====== Document segment

Infoscience

Journal article

Critical role of endothelial Notch1 signaling in postnatal angiogenesis

Notch receptors are important mediators of cell fate during embryogenesis, but their role in adult physiology, particularly in postnatal angiogenesis, remains unknown. Of the Notch receptors, only Notch1 and Notch4 are expressed in vascular endothelial cells. Here we show that blood flow recovery and postnatal neovascularization in response to hindlimb ischemia in haploinsufficient global or endothelial-specific Notch1(+/-) mice, but not Notch4(-/-) mice, were impaired compared with wild-type mice. The expression of vascular endothelial growth factor (VEGF) in response to ischemia was comparable between wild-type and Notch mutant mice, suggesting that Notch1 is downstream of VEGF signaling. Treatment of endothelial cells with VEGF increases presenilin proteolytic processing, gamma-secretase activity, Notch1 cleavage, and Hes-1 (hairy enhancer of split homolog-1) expression, all of which were blocked by treating endothelial cells with inhibitors of phosphatidylinositol 3-kinase/protein kinase Akt or infecting endothelial cells with a dominant-negative Akt mutant. Indeed, inhibition of gamma-secretase activity leads to decreased angiogenesis and inhibits VEGF-induced endothelial cell proliferation, migration, and survival. Overexpression of the active Notch1 intercellular domain rescued the inhibitory effects of gamma-secretase inhibitors on VEGF-induced angiogenesis. These findings indicate that the phosphatidylinositol 3-kinase/Akt pathway mediates gamma-secretase and Notch1 activation by VEGF and that Notch1 is critical for VEGF-induced postnatal angiogenesis. These results suggest that Notch1 may be a novel therapeutic target for improving angiogenic response and blood flow recovery in ischemic limbs.

============

Answer these questions from the article on Notch1 signaling in postnatal angiogenesis:
1. Which Notch receptors are expressed in vascular endothelial cells?
2. What does the abbreviation Hes-1 stand for?
3. What rescued the inhibitory effects of gamma-secretase inhibitors on VEGF-induced angiogenesis?
The records are not needed for anything here.

====== Data

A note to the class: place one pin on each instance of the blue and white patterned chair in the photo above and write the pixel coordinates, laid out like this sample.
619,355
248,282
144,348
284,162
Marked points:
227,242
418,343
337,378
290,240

============

(Solution for this exercise):
1. Notch1 and Notch4.
2. Hairy enhancer of split homolog-1.
3. Overexpression of the active Notch1 intercellular domain.